Describing local racial patterns of racial landscape (calculation at different spatial scales).

Unlike the previous methods, racial landscape method does not depend on the division into specific zones (census tract, census block, etc.). Calculation of racial diversity (entropy) and racial segregation (mutual information) can be performed for the whole area of interests without introducing any arbitrary divisions.

Racial landscape method allows also for performing calculation at different spatial scales.

Defining local patterns

Let consider an example presented below. Racial landscape covers the area 16 by 16 cells. Such area can be divided into a square-shaped block of cells. Each square of cells will represent a local pattern (a local landscape) and for each local pattern are calculated IT metrics (entropy and mutual information). The extent of a local pattern is defined by 2 parameters: size and shift.

  • Size parameter, expressed in the numbers of cells, is a length of the side of a square-shaped block of cells. It defines the extent of a local pattern.

  • Shift parameter defines the shift between adjacent squares of cells along the n-s and w-e directions. It describes the density (resolution) of the output grid. The resolution of the resultant map will be reduced to the new resolution = orginal resolution x shift.

**Stored data entries:**
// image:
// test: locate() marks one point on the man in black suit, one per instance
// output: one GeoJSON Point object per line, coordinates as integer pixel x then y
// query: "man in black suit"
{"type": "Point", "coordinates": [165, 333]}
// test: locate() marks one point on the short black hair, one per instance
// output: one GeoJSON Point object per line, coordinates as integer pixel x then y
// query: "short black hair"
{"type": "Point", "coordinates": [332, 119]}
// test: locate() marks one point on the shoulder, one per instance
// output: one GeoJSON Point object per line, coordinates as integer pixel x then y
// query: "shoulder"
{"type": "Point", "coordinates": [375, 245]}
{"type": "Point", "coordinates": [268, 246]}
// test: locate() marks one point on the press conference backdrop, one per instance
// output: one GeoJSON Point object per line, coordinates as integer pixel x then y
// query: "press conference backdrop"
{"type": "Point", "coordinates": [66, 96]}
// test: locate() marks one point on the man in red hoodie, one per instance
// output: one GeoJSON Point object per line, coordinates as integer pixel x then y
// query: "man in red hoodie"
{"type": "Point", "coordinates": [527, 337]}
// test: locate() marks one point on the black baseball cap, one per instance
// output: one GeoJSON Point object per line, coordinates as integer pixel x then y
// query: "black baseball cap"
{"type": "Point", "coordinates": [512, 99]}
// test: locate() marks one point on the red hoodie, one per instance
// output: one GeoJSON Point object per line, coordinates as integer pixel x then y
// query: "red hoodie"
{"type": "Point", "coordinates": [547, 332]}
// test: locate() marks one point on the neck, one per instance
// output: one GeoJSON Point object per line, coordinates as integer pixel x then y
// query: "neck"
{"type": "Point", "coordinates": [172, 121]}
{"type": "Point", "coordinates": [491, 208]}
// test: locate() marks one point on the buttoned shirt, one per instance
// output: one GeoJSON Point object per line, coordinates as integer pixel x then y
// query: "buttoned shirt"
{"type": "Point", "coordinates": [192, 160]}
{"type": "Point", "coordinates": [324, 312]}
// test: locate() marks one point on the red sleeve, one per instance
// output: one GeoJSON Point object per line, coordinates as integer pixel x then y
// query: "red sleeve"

**Required action 1:** Summarize the racial landscape text above in two sentences.
**Required action 2:** Transcribe the part of the racial landscape text starting at "Racial landscape method allows" and ending at "a local pattern.".

**Final answer 1:** The racial landscape method calculates racial diversity (entropy) and racial segregation (mutual information) for a whole area without dividing it into specific zones such as census tracts or blocks, and it can also perform calculations at different spatial scales. The area can be divided into square-shaped blocks of cells, each a local pattern with its own metrics, whose extent is defined by a size parameter (the side length of the square in cells) and a shift parameter (the shift between adjacent squares, which sets the resolution of the output grid).

**Final answer 2:**
Racial landscape method allows also for performing calculation at different spatial scales.

Defining local patterns

Let consider an example presented below. Racial landscape covers the area 16 by 16 cells. Such area can be divided into a square-shaped block of cells. Each square of cells will represent a local pattern (a local landscape) and for each local pattern are calculated IT metrics (entropy and mutual information). The extent of a local pattern is defined by 2 parameters: size and shift.

  • Size parameter, expressed in the numbers of cells, is a length of the side of a square-shaped block of cells. It defines the extent of a local pattern.